Can you pick out and copy every line in the entries below that contains the string "truck"?

■ Task inputs
↓↓↓

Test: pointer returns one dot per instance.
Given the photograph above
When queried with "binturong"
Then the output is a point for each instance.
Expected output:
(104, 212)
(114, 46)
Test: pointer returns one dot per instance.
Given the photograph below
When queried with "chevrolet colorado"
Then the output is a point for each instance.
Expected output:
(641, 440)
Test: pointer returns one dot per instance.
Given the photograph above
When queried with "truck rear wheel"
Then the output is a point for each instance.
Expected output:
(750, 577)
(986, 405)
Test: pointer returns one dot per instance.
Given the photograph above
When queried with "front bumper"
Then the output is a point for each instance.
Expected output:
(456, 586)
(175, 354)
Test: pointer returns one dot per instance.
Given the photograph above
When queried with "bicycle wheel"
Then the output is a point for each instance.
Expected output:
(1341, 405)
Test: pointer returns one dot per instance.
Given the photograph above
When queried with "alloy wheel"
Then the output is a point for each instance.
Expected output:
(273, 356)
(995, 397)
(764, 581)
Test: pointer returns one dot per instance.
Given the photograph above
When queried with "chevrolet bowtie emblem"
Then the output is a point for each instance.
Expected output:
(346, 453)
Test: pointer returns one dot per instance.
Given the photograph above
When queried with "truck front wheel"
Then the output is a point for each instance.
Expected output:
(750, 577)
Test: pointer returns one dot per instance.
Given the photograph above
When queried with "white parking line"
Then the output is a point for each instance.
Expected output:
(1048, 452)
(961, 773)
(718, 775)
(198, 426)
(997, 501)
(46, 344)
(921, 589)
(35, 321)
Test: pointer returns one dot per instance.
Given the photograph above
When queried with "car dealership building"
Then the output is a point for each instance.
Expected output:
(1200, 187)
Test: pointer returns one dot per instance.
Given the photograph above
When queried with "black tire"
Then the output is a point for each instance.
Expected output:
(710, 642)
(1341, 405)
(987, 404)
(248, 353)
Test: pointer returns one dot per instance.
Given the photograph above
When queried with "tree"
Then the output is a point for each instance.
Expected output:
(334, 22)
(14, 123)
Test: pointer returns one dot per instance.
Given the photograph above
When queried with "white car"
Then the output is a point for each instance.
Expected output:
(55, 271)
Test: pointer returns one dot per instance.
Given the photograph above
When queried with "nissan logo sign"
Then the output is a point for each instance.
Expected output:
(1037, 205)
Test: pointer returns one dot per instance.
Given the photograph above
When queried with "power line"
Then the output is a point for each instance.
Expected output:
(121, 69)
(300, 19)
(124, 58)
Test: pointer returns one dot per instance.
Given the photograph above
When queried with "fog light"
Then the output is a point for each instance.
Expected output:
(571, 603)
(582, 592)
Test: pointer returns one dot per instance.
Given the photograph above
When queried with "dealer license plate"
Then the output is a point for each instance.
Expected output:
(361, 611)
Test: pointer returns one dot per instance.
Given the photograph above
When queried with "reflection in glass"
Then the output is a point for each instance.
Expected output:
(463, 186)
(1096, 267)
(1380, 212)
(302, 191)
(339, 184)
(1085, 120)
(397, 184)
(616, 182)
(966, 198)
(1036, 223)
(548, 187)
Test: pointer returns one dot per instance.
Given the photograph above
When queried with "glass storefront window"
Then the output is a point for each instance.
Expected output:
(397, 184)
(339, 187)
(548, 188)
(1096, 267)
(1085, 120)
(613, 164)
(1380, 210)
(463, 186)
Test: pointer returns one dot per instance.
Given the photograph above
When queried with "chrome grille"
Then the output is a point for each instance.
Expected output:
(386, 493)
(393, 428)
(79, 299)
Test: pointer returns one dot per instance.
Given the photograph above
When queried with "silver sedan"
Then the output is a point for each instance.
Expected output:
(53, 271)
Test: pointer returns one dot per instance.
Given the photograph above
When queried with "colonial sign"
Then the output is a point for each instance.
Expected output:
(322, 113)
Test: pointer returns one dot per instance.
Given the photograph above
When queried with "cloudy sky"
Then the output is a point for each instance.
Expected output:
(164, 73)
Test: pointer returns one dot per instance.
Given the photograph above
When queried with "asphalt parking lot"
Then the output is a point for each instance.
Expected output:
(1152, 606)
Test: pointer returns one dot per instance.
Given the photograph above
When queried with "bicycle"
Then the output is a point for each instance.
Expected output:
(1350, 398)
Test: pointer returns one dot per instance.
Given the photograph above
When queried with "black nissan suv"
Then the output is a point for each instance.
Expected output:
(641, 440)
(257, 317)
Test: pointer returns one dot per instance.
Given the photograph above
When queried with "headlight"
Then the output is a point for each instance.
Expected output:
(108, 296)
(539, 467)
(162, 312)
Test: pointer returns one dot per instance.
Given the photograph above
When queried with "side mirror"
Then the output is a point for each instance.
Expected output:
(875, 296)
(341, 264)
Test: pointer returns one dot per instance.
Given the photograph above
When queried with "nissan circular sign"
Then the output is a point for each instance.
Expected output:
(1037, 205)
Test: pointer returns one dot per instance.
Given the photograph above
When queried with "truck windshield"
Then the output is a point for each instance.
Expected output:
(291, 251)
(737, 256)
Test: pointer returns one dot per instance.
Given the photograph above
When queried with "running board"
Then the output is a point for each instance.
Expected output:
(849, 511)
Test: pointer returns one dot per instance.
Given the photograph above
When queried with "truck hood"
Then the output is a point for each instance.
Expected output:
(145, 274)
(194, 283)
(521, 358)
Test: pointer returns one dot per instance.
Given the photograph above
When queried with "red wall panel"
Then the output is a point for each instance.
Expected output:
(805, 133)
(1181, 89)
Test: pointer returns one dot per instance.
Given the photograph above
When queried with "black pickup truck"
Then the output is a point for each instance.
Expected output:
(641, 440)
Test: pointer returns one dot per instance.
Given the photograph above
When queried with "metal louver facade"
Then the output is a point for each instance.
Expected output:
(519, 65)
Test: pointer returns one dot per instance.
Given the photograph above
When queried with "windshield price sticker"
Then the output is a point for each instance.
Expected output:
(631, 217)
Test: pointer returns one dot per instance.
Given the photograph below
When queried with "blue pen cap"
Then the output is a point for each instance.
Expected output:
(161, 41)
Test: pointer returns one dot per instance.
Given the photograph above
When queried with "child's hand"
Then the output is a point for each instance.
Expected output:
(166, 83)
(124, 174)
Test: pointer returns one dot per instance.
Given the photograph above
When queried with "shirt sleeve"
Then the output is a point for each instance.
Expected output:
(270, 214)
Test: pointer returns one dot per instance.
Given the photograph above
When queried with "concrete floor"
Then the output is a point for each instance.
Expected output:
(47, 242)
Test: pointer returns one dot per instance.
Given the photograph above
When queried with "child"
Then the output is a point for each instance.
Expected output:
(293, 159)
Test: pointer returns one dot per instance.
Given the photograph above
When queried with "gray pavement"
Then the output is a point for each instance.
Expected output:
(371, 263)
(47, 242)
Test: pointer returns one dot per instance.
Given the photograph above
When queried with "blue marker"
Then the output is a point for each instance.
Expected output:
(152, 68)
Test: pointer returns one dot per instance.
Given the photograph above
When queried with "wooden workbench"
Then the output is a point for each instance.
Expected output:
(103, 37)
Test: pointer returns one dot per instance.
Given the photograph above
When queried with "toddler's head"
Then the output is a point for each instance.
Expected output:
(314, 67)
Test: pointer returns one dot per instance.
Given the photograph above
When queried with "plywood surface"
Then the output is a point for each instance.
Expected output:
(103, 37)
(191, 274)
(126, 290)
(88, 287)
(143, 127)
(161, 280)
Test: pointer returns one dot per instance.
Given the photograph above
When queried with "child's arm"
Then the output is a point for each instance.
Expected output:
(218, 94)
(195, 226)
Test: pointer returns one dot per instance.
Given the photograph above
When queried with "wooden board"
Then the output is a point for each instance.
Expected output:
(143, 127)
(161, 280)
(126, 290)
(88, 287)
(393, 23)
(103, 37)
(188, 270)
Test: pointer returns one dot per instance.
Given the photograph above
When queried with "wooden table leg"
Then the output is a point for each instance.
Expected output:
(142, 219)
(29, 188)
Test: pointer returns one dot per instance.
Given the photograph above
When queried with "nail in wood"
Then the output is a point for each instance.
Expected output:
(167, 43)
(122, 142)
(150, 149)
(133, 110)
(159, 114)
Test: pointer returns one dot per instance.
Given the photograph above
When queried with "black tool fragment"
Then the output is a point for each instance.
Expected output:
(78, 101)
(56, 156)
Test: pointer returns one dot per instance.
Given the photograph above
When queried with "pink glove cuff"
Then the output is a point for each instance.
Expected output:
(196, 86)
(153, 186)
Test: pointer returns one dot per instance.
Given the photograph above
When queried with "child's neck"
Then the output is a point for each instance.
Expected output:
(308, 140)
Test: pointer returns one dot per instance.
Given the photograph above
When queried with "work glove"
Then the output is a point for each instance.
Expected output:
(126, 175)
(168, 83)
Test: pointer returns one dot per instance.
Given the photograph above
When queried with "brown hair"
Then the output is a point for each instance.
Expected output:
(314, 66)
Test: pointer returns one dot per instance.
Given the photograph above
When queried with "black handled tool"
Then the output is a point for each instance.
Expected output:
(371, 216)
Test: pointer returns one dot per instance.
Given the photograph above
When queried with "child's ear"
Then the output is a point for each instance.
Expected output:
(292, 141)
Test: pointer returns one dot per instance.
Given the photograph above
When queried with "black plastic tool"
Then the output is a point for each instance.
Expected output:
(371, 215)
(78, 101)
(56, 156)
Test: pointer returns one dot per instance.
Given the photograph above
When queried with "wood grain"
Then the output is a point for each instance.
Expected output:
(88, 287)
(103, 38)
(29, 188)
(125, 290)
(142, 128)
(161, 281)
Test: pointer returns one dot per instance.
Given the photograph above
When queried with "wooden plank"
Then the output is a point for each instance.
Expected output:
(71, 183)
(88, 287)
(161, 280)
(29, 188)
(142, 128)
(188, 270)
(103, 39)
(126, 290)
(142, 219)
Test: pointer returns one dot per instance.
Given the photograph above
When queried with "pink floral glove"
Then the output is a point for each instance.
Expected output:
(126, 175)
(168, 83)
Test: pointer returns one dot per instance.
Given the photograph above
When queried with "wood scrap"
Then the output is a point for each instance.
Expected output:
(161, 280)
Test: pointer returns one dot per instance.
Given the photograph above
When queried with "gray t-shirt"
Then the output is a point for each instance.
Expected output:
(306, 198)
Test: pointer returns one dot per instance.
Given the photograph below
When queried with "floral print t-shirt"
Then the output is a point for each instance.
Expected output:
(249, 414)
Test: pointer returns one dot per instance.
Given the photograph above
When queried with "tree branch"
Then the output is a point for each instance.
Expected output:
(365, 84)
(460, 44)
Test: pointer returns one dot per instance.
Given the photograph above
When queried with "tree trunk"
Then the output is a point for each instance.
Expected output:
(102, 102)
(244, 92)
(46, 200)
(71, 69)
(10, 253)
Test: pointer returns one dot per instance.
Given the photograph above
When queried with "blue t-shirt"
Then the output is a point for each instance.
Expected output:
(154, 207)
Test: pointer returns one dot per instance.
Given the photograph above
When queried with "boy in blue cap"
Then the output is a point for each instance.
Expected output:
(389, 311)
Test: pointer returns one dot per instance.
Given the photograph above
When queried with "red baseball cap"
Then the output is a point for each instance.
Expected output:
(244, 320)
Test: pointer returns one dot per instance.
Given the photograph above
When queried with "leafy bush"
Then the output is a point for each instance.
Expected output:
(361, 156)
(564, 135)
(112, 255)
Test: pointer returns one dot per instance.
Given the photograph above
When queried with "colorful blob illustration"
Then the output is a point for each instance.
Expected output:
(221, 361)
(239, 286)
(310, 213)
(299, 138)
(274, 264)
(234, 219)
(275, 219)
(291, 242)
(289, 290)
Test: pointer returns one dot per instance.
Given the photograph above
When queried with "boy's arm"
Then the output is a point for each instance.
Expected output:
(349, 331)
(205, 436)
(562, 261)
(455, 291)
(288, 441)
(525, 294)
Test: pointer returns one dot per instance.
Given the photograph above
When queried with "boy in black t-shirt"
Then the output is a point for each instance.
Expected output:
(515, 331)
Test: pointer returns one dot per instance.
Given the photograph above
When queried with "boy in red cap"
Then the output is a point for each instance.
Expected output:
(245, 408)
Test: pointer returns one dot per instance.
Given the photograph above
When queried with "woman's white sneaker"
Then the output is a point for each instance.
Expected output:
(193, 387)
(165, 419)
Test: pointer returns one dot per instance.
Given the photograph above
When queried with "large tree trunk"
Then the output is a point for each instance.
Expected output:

↑↑↑

■ Final result
When queried with "truck rear wheel"
When queried with "truck front wheel"
When queried with "truck windshield"
When queried with "truck hood"
When queried with "black pickup truck"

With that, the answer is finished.